*EXERCISE GOAL:* Transcribe, word for word, every line from the one containing "Identify the dog's snout" through the final line of the records, and omit the pictures.

-*-*-

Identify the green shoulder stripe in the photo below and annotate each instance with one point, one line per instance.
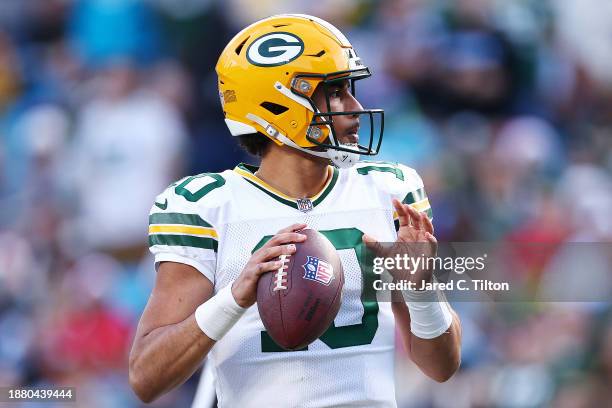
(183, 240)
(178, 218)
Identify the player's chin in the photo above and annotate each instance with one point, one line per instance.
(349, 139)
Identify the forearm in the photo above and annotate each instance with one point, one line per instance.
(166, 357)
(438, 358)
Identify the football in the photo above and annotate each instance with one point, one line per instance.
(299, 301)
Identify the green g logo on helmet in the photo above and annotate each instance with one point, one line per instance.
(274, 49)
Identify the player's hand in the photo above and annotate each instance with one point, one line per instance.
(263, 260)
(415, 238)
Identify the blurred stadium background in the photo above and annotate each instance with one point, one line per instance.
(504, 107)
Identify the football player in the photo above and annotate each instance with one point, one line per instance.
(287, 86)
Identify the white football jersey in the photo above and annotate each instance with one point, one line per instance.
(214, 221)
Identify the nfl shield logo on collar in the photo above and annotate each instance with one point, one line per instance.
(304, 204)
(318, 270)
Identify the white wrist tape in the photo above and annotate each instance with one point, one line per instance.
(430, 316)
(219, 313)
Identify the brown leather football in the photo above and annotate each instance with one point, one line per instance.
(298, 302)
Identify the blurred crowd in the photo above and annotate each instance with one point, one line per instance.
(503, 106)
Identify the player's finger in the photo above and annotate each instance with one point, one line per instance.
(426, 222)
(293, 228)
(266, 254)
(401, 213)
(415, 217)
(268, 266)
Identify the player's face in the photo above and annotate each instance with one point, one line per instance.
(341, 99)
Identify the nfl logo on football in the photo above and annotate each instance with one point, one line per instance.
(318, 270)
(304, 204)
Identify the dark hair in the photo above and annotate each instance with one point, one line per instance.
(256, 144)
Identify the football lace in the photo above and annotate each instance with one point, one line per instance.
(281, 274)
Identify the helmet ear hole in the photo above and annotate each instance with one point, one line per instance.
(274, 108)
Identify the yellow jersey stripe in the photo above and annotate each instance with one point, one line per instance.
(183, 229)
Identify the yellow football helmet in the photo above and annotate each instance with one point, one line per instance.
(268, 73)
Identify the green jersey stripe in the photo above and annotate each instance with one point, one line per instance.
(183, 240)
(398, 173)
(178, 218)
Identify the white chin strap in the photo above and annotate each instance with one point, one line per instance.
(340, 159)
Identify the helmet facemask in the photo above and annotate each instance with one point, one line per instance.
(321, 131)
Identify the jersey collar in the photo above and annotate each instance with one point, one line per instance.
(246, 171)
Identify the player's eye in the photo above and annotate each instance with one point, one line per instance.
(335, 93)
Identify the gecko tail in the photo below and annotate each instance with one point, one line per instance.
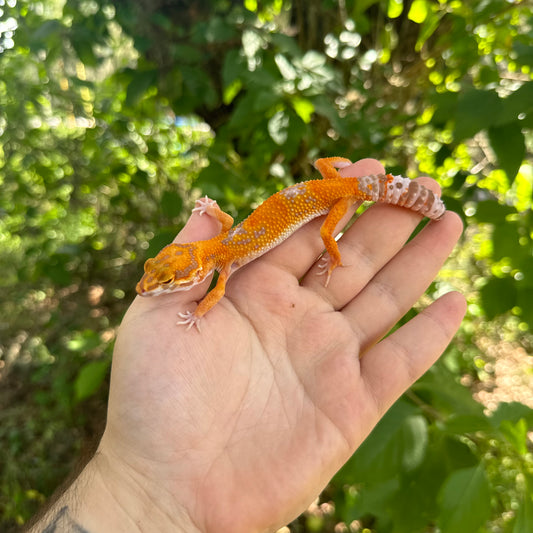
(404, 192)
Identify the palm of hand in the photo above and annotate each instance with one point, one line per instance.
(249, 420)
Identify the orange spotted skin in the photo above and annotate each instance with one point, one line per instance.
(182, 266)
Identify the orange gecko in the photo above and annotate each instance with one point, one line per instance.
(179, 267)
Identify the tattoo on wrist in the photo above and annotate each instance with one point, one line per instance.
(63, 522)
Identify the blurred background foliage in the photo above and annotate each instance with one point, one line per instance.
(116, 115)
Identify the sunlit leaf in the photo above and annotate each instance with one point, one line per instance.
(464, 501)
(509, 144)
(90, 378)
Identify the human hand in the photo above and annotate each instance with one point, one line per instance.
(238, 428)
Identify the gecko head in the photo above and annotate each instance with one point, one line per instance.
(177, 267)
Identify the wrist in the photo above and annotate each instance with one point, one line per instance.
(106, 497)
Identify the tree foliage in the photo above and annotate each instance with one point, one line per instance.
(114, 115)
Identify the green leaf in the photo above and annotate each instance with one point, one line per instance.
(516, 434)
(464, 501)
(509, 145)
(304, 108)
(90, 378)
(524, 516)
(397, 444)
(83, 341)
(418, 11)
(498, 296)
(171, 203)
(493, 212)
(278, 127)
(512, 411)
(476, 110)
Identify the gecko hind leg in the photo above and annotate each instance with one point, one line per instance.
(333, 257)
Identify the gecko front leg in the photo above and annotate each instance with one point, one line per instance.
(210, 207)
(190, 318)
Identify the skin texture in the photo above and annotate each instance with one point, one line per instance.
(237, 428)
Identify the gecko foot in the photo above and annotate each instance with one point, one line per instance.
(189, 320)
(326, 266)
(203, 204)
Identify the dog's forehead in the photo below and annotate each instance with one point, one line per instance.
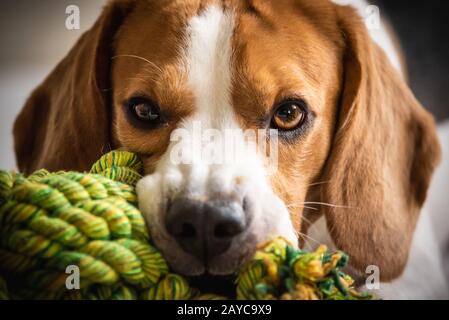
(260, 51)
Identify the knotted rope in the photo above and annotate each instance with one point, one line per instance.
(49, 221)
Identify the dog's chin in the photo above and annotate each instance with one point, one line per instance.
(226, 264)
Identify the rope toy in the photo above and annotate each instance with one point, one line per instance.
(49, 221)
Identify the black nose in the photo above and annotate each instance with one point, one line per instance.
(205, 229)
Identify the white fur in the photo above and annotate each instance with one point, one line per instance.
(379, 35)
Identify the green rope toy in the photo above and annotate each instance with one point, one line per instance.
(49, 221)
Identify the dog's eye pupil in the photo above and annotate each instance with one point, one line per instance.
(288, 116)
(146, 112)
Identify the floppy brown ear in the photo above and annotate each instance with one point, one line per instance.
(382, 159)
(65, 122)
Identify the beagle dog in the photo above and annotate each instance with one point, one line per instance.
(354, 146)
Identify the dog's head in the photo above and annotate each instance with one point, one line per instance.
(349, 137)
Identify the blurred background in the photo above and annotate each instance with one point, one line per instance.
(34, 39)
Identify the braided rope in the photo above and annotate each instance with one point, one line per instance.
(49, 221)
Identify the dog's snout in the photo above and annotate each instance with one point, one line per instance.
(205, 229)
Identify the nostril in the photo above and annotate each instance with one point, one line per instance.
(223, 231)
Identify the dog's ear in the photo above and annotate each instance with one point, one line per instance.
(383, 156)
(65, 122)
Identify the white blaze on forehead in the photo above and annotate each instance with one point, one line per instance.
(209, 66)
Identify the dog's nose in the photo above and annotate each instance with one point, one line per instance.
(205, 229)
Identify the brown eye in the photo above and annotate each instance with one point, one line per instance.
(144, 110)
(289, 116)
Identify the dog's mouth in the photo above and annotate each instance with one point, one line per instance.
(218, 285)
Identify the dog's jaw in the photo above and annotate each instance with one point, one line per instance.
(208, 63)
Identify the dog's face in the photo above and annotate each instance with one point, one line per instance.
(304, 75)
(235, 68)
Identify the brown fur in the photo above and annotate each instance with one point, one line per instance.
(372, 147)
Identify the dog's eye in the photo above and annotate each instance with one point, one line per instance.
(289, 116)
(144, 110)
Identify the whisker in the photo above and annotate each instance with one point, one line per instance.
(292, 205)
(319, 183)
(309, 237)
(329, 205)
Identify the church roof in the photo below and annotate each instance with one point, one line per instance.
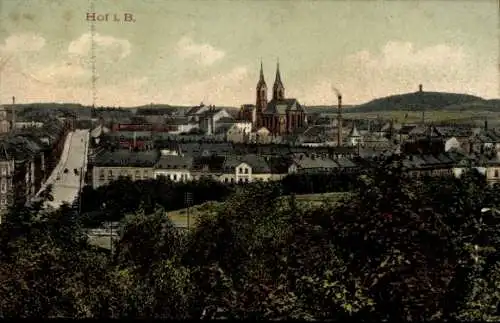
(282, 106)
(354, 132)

-*-*-

*SOLUTION TO THE PROBLEM:*
Identify the dog's snout in the photo above and annotate each instance with one point, one line per instance.
(205, 229)
Identify the nostril in the photo above and annotate each instance with one point, one line per instance.
(223, 231)
Identify the dog's ear in the photo above and annotate each instance with one point, one line per instance.
(383, 156)
(65, 122)
Identify the white blaze on forehead in the photo above and annotate each instance with one point, one line per instance.
(209, 66)
Identify the dog's nose in the photo above and annotate each instance with one point, one line per instance.
(205, 229)
Identify the brown eye in the photo above and annotate each instance with one point, one line per instance.
(144, 110)
(289, 116)
Identify the dog's mouth in the photo above and annotate each instance with one point, one line per instance.
(218, 285)
Identify the dog's jaw in the photo above and annotate each instance with one point, one line per instance.
(208, 63)
Identify the dog's face in the photo above and annotate each instance with one point, one line per instance.
(304, 75)
(235, 68)
Identify the brown fur in the photo above and annotate each instance with one point, one line per instance.
(372, 147)
Identify the dog's eye in the photo above and annotate each instance with one point, one line per instance.
(289, 116)
(144, 110)
Identify the whisker in the photo above and annotate each instance with one point, one line per instance.
(292, 205)
(319, 183)
(309, 237)
(329, 205)
Identify the church roof in the photo below and annotate each instance with one point, one line per instance.
(282, 106)
(354, 132)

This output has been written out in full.